Transcribe the lines below verbatim, skipping the images.

INFORMATION SHOWN -
* begin *

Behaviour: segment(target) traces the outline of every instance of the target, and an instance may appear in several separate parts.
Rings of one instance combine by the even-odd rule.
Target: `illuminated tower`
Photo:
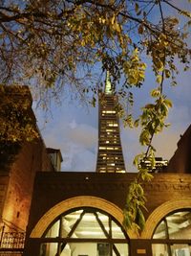
[[[98,153],[96,172],[125,173],[120,143],[119,120],[116,111],[117,97],[114,95],[107,72],[105,90],[99,97]]]

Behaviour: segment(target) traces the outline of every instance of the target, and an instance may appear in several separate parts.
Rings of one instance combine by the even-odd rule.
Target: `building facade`
[[[29,99],[27,111],[38,132],[29,88],[11,86],[5,88],[5,93],[19,105]],[[54,172],[56,169],[39,132],[32,142],[25,142],[19,147],[6,145],[2,140],[0,143],[0,255],[5,255],[9,249],[23,249],[36,172]],[[53,151],[57,152],[52,149],[52,152]],[[7,166],[10,158],[11,161]]]
[[[111,101],[110,97],[107,98],[110,88],[109,86],[108,90],[106,86],[105,107],[108,106],[107,99]],[[106,114],[107,118],[105,119],[105,115],[101,116],[103,119],[99,118],[99,137],[101,134],[104,136],[99,138],[98,145],[104,149],[98,151],[96,172],[48,172],[53,169],[46,160],[42,161],[42,152],[47,153],[45,147],[38,152],[39,146],[36,145],[37,149],[32,151],[30,145],[26,145],[27,148],[24,147],[19,152],[17,164],[13,163],[16,166],[20,163],[20,167],[11,168],[15,170],[12,172],[14,175],[18,175],[20,185],[16,185],[16,177],[10,183],[11,173],[0,179],[3,180],[1,184],[6,184],[4,188],[7,188],[3,194],[1,213],[5,213],[4,218],[9,216],[9,208],[5,208],[9,202],[7,195],[14,195],[9,203],[13,209],[11,216],[14,221],[11,221],[18,224],[18,220],[23,218],[19,228],[25,230],[27,225],[24,256],[190,256],[191,127],[178,143],[178,150],[165,173],[154,173],[152,182],[142,184],[148,211],[144,213],[144,230],[137,233],[126,230],[123,225],[123,208],[128,187],[137,175],[124,172],[122,150],[119,150],[119,128],[117,127],[117,129],[113,129],[116,128],[114,125],[117,124],[114,111],[115,105],[110,105],[110,109],[99,106],[99,117]],[[111,119],[115,120],[114,123],[110,123]],[[110,128],[112,130],[107,131]],[[113,136],[107,137],[111,135],[107,132],[113,131]],[[116,144],[119,158],[113,158],[109,154],[110,151],[115,151]],[[108,145],[113,149],[108,150]],[[55,151],[49,150],[54,164],[57,159],[53,156]],[[36,155],[32,156],[32,152]],[[41,160],[37,160],[40,155]],[[32,159],[36,159],[35,164],[32,164]],[[117,169],[117,161],[115,162],[117,159],[122,163],[121,169]],[[101,168],[104,165],[103,170]],[[46,172],[41,172],[42,170]],[[11,189],[9,184],[12,184],[10,185]],[[20,199],[21,196],[17,196],[14,187],[19,192],[23,189],[20,195],[28,200],[26,209],[22,208],[24,202]],[[8,193],[9,190],[11,193]],[[15,230],[17,233],[19,228]],[[5,250],[3,253],[1,255],[21,255],[11,252],[7,254]]]
[[[123,208],[137,175],[125,173],[117,104],[107,78],[99,95],[96,173],[36,175],[25,256],[191,255],[191,170],[180,168],[190,161],[191,129],[165,173],[156,170],[152,182],[142,184],[144,230],[126,230]]]

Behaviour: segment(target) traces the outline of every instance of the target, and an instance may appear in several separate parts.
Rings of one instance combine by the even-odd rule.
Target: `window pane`
[[[128,244],[115,244],[116,248],[117,249],[120,256],[128,256],[129,249]],[[113,249],[113,255],[116,256],[115,250]]]
[[[100,220],[100,219],[99,219]],[[104,228],[109,231],[108,222],[104,222]],[[106,238],[94,214],[86,214],[77,225],[74,234],[76,238]]]
[[[57,253],[58,244],[47,243],[42,244],[39,256],[128,256],[128,245],[126,244],[115,244],[114,245],[107,243],[69,243],[60,244],[60,253]],[[111,252],[113,246],[113,252]],[[115,251],[118,254],[116,254]]]
[[[53,226],[49,229],[46,234],[46,238],[56,238],[59,234],[59,221],[57,221]]]
[[[171,245],[172,256],[190,256],[191,246],[188,244]]]
[[[115,221],[112,221],[112,238],[125,239],[121,228]]]
[[[170,239],[191,239],[191,213],[178,212],[166,217]]]
[[[168,256],[168,248],[166,244],[152,244],[153,256]]]
[[[57,243],[42,244],[40,246],[40,256],[53,256],[57,253]]]
[[[153,236],[154,239],[165,239],[166,238],[166,224],[164,221],[161,221]]]

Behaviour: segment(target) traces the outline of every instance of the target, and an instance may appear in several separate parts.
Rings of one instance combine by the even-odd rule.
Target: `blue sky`
[[[174,1],[188,8],[187,0]],[[164,91],[173,101],[168,121],[171,127],[154,140],[157,156],[170,159],[177,149],[180,135],[183,134],[191,123],[191,72],[183,72],[179,65],[178,85]],[[135,94],[135,111],[148,103],[149,92],[155,83],[150,72],[147,72],[144,86]],[[97,153],[98,111],[97,107],[87,106],[80,102],[64,99],[61,105],[53,105],[53,114],[49,114],[45,123],[42,112],[36,112],[38,127],[47,147],[60,149],[63,155],[62,171],[95,172]],[[124,128],[121,126],[121,142],[127,172],[135,172],[132,166],[136,154],[144,151],[138,144],[138,130]]]

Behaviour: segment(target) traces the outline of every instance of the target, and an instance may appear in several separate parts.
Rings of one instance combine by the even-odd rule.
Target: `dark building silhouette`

* end *

COMPLETE OUTPUT -
Behaviour: segment(target) traces the outline of every instance of the target, and an instance may appear in several separate parts.
Rings of one instance combine by the even-odd rule.
Target: `illuminated tower`
Photo:
[[[98,153],[96,172],[125,173],[120,143],[119,120],[116,111],[117,97],[114,95],[107,72],[105,90],[99,97]]]

Behaviour: segment(target) traces the outline of every instance of the target, and an instance may appear in several separate parts.
Rings of one instance combine by the even-odd rule.
Target: `building facade`
[[[29,99],[27,111],[38,132],[29,88],[11,86],[5,88],[5,93],[19,105]],[[54,172],[56,169],[39,132],[32,142],[25,142],[19,147],[6,145],[2,140],[0,143],[0,255],[5,255],[9,249],[23,249],[36,172]],[[53,151],[57,152],[52,149],[52,152]],[[7,166],[10,158],[11,161]]]
[[[111,101],[110,97],[107,98],[110,88],[109,86],[108,90],[106,86],[105,107],[108,106],[107,99]],[[106,114],[107,118],[105,119],[105,115],[101,116],[103,119],[99,118],[99,137],[101,134],[104,136],[99,138],[98,145],[104,149],[98,151],[96,172],[48,172],[53,169],[46,160],[42,161],[42,152],[47,153],[45,147],[38,152],[39,146],[36,145],[37,149],[32,151],[30,145],[26,145],[27,148],[24,147],[19,152],[17,164],[13,163],[16,166],[20,163],[20,167],[11,168],[15,170],[12,172],[14,175],[18,175],[20,185],[16,185],[16,177],[10,183],[11,173],[0,179],[3,180],[1,184],[6,184],[4,188],[7,188],[3,194],[1,213],[5,213],[4,218],[9,216],[9,208],[5,208],[9,202],[7,195],[14,195],[9,203],[13,209],[11,216],[14,221],[11,221],[18,224],[18,220],[23,218],[19,228],[25,230],[27,225],[24,256],[190,256],[191,127],[178,143],[178,150],[165,173],[154,173],[152,182],[142,184],[148,211],[144,213],[144,230],[137,233],[126,230],[123,225],[123,208],[128,187],[137,175],[124,172],[122,150],[119,150],[119,128],[117,127],[117,129],[113,129],[116,128],[114,125],[117,124],[114,111],[115,105],[110,105],[110,109],[99,106],[99,117]],[[111,119],[115,120],[114,123],[110,123]],[[110,128],[112,130],[107,131]],[[113,136],[107,137],[111,135],[107,132],[113,131]],[[116,144],[119,158],[113,158],[109,154],[110,151],[115,151]],[[108,145],[113,149],[108,150]],[[55,151],[49,150],[54,164],[57,159],[53,156]],[[36,155],[32,156],[32,152]],[[41,160],[37,160],[40,155]],[[32,159],[36,159],[35,164],[32,164]],[[117,169],[117,161],[115,162],[117,159],[122,163],[121,169]],[[101,168],[104,165],[103,170]],[[46,172],[41,172],[42,170]],[[11,189],[9,184],[12,184],[10,185]],[[20,199],[21,196],[17,196],[14,187],[19,192],[23,189],[20,195],[28,200],[26,209],[22,208],[24,202]],[[8,193],[9,190],[11,193]],[[15,230],[17,233],[19,228]],[[5,250],[3,253],[1,255],[21,255],[11,252],[7,254]]]
[[[123,208],[137,175],[125,173],[117,104],[107,78],[99,95],[96,173],[36,175],[25,256],[191,255],[191,170],[180,168],[190,161],[191,129],[165,173],[156,170],[152,182],[142,184],[144,230],[126,230]]]

Behaviour: segment(target) traces the outline of every instance of the target, and an instance may appear in several separate parts.
Rings of one instance combine by the even-odd rule.
Target: `window pane`
[[[128,244],[115,244],[116,248],[117,249],[120,256],[128,256],[129,249]],[[113,249],[113,255],[116,256],[115,250]]]
[[[100,220],[100,219],[99,219]],[[104,228],[109,231],[108,222],[104,222]],[[106,238],[94,214],[86,214],[77,225],[74,234],[76,238]]]
[[[57,253],[58,244],[47,243],[42,244],[39,256],[128,256],[128,245],[126,244],[115,244],[114,245],[107,243],[69,243],[60,244],[60,253]],[[111,252],[113,246],[113,252]],[[115,251],[118,254],[116,254]]]
[[[53,226],[49,229],[46,234],[46,238],[56,238],[59,234],[59,221],[57,221]]]
[[[171,245],[172,256],[190,256],[191,246],[188,244]]]
[[[115,221],[112,221],[112,238],[125,239],[121,228]]]
[[[170,239],[191,239],[191,213],[178,212],[166,217]]]
[[[168,256],[168,248],[166,244],[152,244],[153,256]]]
[[[57,243],[42,244],[40,246],[40,256],[53,256],[57,253]]]
[[[153,236],[154,239],[165,239],[166,238],[166,224],[164,221],[161,221]]]

Behaviour: segment(target) traces the outline of every instance of the target, and an instance may appear in several separate parts.
Rings of one instance combine by the even-odd rule.
Target: `blue sky`
[[[174,1],[188,8],[187,0]],[[164,91],[173,101],[168,121],[171,127],[154,140],[157,156],[170,159],[177,149],[180,135],[183,134],[191,123],[191,72],[183,72],[179,65],[178,85]],[[135,94],[135,111],[148,103],[149,92],[155,83],[150,72],[147,72],[144,86]],[[97,153],[98,111],[97,107],[87,106],[80,102],[64,99],[61,105],[53,105],[53,114],[49,114],[45,123],[42,112],[36,112],[38,127],[47,147],[60,149],[63,155],[62,171],[95,172]],[[124,128],[121,126],[121,142],[127,172],[135,172],[132,166],[136,154],[144,151],[138,144],[138,130]]]

Behaviour: segment(target) traces the outline of every instance of the target, and an instance may appear in several separate parts.
Rings of one instance combine by the even-odd rule.
Target: `dark building silhouette`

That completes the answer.